— EXCERPTED PASSAGE —
___
The court must determine whether one spouse's net family property is less than that of the other. If so, s. 5(1) provides for equalization, which is effected by ordering a payment of one-half of the difference between them. However, before making that order, the court must proceed to the third step.
The court must decide whether, because of the considerations contained in s. 5(6), it would be unconscionable to equalize the net family properties. If so, the court may make an award that is more or less than half the difference between the net family properties. If not, the net family properties are equalized as set out in step 2.
[34] The formal date of separation is May 13, 2012. This is the valuation date for equalization payment calculation purposes. The parties had a few areas of dispute. Where items were disputed, the court preferred the estimates of the party submitting the item as an asset. This is because there is no other evidence on the condition of the asset than that provided by the party in possession of the asset. On the issue of contingent liability of Mr. MacLennan’s RRSP, I accepted Mr. MacLennan’s figure as it was easier to verify from the documentation provided. The contingent liability for pension disposal for Mr. MacLennan has been removed at his request. He explained that he intends to utilise a portion of his pension to pay any equalization payment. Details of the equalization calculation are provided in Appendix B. Based on the calculations, Mr. MacLennan owes Ms. Nobrega an equalization payment of $92,235.06. This case does not warrant an application of section 5(6) of the Family Law Act.
[35] This payment is subject to an adjustment (reduction) of $8727.69. Unless stated otherwise, the parties are equally liable for the debts listed below. The adjustments represent a reduction in the equalization payment as follows:
- Scotia Visa xx35 has a joint debt of $5,063.71, incurred after the valuation date. Ms. Nobrega’s share of this debt is $2,531.86.
- A Scotia Visa with a debt of $15,273.20 is joint debt incurred after the valuation date. Ms. Nobrega’s share of this debt is $7,636.60.
- The overdraft interest is joint debt. Ms. Nobrega is responsible $152.53.
- There is a Rogers Bill of $612.99. Ms. Nobrega is responsible for $306.50.
- Ms. Nobrega share of 50% of utilities is $1,678.52.
___
— Object pointing dataset rows —

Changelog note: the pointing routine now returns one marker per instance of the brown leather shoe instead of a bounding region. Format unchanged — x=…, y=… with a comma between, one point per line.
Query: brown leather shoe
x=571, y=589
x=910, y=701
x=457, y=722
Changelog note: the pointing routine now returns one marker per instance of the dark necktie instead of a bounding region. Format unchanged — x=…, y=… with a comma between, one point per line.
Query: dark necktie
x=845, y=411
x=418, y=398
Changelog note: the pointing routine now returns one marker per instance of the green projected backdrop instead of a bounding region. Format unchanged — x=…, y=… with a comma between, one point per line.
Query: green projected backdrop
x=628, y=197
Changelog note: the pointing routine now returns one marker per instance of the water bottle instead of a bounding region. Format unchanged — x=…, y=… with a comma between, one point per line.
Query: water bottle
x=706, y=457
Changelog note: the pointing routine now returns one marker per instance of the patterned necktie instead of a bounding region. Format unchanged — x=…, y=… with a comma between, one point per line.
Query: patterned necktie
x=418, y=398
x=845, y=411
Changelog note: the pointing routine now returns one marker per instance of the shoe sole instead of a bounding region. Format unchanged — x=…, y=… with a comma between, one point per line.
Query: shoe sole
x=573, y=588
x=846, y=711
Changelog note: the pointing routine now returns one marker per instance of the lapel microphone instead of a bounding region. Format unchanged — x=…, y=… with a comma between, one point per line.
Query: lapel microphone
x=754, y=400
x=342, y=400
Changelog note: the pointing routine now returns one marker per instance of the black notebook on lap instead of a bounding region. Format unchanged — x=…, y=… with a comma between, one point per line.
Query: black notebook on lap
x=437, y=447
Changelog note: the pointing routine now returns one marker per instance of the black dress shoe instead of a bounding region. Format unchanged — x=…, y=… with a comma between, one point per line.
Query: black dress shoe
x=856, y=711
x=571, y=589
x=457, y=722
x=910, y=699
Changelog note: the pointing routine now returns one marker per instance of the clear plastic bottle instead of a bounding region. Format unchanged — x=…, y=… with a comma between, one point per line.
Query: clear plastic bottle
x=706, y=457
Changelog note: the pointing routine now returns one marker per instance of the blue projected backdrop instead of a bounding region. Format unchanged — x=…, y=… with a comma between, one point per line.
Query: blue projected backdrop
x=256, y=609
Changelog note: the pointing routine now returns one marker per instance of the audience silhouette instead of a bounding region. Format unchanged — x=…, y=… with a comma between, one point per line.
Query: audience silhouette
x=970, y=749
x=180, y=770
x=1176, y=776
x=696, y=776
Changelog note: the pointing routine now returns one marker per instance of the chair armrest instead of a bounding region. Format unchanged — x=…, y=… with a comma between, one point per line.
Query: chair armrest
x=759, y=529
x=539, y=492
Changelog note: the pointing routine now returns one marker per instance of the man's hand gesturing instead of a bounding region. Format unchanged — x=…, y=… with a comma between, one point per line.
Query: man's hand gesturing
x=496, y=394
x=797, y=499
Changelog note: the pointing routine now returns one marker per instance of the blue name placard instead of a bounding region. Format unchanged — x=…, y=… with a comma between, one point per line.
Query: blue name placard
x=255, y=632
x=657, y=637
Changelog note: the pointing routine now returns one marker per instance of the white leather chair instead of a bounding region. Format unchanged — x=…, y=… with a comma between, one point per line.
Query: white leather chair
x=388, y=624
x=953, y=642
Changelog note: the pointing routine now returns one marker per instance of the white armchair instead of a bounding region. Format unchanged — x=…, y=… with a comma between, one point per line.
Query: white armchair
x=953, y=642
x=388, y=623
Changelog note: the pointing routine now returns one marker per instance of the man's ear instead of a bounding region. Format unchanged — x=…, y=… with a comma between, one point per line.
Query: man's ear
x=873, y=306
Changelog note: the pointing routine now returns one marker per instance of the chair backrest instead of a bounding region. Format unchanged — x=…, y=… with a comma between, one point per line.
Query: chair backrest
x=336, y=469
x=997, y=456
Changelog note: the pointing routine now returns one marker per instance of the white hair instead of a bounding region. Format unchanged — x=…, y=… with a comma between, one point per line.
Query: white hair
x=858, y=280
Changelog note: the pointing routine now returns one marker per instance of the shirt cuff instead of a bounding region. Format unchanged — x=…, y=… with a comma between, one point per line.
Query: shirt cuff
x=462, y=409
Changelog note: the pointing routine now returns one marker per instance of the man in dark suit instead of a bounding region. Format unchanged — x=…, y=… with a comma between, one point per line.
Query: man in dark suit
___
— REQUIREMENTS —
1) List each debt the equalization ruling names as an adjustment to the payment, together with Ms. Nobrega's share of it.
2) According to the equalization ruling, how much does Mr. MacLennan owe Ms. Nobrega as an equalization payment?
3) Retype the section of the equalization ruling that starts with the words containing "[35] This payment" and ends with "utilities is $1,678.52.".
This material was taken from a different source than the ruling.

— COMPLETE ANSWERS —
1)
- Scotia Visa xx35: $2,531.86
- Scotia Visa with a debt of $15,273.20: $7,636.60
- Overdraft interest: $152.53
- Rogers Bill: $306.50
- Utilities: $1,678.52

2) $92,235.06

3)
[35] This payment is subject to an adjustment (reduction) of $8727.69. Unless stated otherwise, the parties are equally liable for the debts listed below. The adjustments represent a reduction in the equalization payment as follows:
- Scotia Visa xx35 has a joint debt of $5,063.71, incurred after the valuation date. Ms. Nobrega’s share of this debt is $2,531.86.
- A Scotia Visa with a debt of $15,273.20 is joint debt incurred after the valuation date. Ms. Nobrega’s share of this debt is $7,636.60.
- The overdraft interest is joint debt. Ms. Nobrega is responsible $152.53.
- There is a Rogers Bill of $612.99. Ms. Nobrega is responsible for $306.50.
- Ms. Nobrega share of 50% of utilities is $1,678.52.